▸ **Source passage**
= = = = =
Three commenters wanted RSPA to define ``large volume customer.''
We agree that an explanation of ``large volume customer'' would make
the final definition more precise. Thus, we added a statement to the
final definition to explain that ``large volume customer'' includes
factories, power plants, and institutional users of gas.
We did not specify a minimum volume of gas a pipeline must
transport to a customer to qualify as transmission. Volumes vary, and
setting an arbitrary threshold might unfairly reclassify some existing
lines. However, since ``large volume customer'' and ``distribution
center'' each mark the end of transmission under the definition,
operators may use the volume of gas supplied to distribution centers as
a guide to identifying large volume customers.
The NAPSR report recommended changing the part 192 definition of
``transmission line'' so that pipelines beginning at gathering or
transmission lines and ending at ``distribution systems and other load
centers'' would be classified as transmission lines. Under this
alternative wording, load centers conceivably would include large
volume customers.
= = = = =
▸ **Problems to work on**
1 > In the pipeline definition passage, which kinds of users does "large volume customer" include?
2 > Print the pipeline definition passage, everything from "We did not specify" down to "large volume customers.".
The rows have no connection to the pipeline definition passage.
= = = = =
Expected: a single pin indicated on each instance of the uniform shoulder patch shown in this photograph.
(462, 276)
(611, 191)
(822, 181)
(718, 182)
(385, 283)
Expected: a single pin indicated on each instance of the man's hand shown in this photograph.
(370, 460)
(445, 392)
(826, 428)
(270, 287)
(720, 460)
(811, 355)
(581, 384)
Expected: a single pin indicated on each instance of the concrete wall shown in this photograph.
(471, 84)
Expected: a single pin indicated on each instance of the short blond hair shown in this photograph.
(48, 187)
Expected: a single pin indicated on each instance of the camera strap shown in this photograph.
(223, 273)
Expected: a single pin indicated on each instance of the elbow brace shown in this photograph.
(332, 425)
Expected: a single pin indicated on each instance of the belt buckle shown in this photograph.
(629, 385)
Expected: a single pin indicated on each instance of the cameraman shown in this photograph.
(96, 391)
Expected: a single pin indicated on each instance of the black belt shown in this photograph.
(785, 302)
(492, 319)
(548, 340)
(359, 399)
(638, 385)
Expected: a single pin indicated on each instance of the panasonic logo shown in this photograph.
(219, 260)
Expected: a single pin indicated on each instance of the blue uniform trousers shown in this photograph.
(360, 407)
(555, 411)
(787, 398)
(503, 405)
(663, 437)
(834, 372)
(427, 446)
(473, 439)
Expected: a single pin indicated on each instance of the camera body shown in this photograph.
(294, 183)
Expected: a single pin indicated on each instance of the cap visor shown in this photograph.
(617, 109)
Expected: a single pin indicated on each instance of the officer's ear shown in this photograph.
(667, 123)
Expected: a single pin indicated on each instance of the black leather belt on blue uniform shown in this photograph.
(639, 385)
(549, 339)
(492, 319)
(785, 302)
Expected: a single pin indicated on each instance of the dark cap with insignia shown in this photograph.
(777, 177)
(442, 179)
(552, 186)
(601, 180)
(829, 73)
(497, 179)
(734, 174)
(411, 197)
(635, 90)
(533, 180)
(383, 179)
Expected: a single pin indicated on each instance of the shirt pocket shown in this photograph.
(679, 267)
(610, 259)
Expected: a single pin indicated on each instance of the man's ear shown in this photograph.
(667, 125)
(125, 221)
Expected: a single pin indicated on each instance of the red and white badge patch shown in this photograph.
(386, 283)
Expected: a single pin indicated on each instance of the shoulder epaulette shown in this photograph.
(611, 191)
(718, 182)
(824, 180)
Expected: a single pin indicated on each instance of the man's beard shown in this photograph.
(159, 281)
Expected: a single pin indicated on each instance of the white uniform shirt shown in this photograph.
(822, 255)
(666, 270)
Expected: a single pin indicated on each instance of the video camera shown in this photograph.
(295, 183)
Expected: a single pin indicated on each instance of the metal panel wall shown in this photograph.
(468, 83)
= = = = =
▸ **Answers to the problems**
1 > Factories, power plants, and institutional users of gas.

2 >
We did not specify a minimum volume of gas a pipeline must
transport to a customer to qualify as transmission. Volumes vary, and
setting an arbitrary threshold might unfairly reclassify some existing
lines. However, since ``large volume customer'' and ``distribution
center'' each mark the end of transmission under the definition,
operators may use the volume of gas supplied to distribution centers as
a guide to identifying large volume customers.